Data excerpts:
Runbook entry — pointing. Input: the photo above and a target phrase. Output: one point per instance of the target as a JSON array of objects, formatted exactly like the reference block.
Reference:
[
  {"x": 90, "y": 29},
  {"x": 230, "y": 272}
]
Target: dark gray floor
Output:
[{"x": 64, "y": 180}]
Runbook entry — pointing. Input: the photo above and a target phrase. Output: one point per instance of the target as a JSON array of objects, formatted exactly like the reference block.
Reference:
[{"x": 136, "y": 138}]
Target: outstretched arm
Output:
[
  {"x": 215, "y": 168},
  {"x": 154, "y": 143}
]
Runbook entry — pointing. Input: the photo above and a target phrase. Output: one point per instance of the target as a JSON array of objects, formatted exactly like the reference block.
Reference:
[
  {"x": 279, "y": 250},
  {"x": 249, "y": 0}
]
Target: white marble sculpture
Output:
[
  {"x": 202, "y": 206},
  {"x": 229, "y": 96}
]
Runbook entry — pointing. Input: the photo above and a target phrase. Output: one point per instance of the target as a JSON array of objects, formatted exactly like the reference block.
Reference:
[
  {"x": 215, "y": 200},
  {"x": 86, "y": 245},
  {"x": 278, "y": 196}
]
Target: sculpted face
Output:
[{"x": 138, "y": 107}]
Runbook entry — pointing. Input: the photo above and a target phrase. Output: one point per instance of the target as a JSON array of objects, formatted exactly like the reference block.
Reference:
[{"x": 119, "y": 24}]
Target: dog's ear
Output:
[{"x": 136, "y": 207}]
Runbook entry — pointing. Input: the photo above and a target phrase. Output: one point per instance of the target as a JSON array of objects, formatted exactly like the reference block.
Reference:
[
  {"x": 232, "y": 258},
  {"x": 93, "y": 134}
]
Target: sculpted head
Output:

Description of the task:
Restate the data above word for word. Leave nothing out.

Your solution:
Runbook entry — pointing. Input: the photo above and a target phrase. Output: one point per instance of the target as a JSON array of objects, formatted exactly like the reference block.
Reference:
[
  {"x": 90, "y": 29},
  {"x": 230, "y": 272}
]
Target: dark gray floor
Output:
[{"x": 64, "y": 180}]
Runbook entry — pointing. Input: the photo above and a target phrase. Output: one point per instance of the target as a JSON array of objects, formatted exactly like the reference block.
Reference:
[{"x": 136, "y": 138}]
Target: outstretched arm
Output:
[
  {"x": 215, "y": 168},
  {"x": 154, "y": 143}
]
Runbook entry — pointing. Input: the photo above and a target phrase. Output: one point per instance of the target as a JSON array of objects, formatted exactly like the reference block.
Reference:
[
  {"x": 279, "y": 250},
  {"x": 249, "y": 0}
]
Target: white marble sculpture
Output:
[
  {"x": 202, "y": 206},
  {"x": 229, "y": 96}
]
Runbook entry — pointing. Input: the photo above and a target phrase. Output: one point per instance of the target as a JSON array of objects, formatted exactly like the reference block.
Reference:
[
  {"x": 215, "y": 200},
  {"x": 86, "y": 245},
  {"x": 278, "y": 196}
]
Target: sculpted face
Output:
[{"x": 138, "y": 107}]
Runbook entry — pointing. Input: the photo above and a target phrase. Output: one point per instance of the target as a JSON array of objects, formatted exactly like the reference block.
Reference:
[{"x": 119, "y": 24}]
Target: dog's ear
Output:
[{"x": 136, "y": 207}]
Runbook entry — pointing. Input: the photo above and a target phrase. Output: one point per instance of the target as a JSON array of objects, formatted exactly like the reference block.
Reference:
[
  {"x": 232, "y": 258},
  {"x": 93, "y": 134}
]
Target: sculpted head
Output:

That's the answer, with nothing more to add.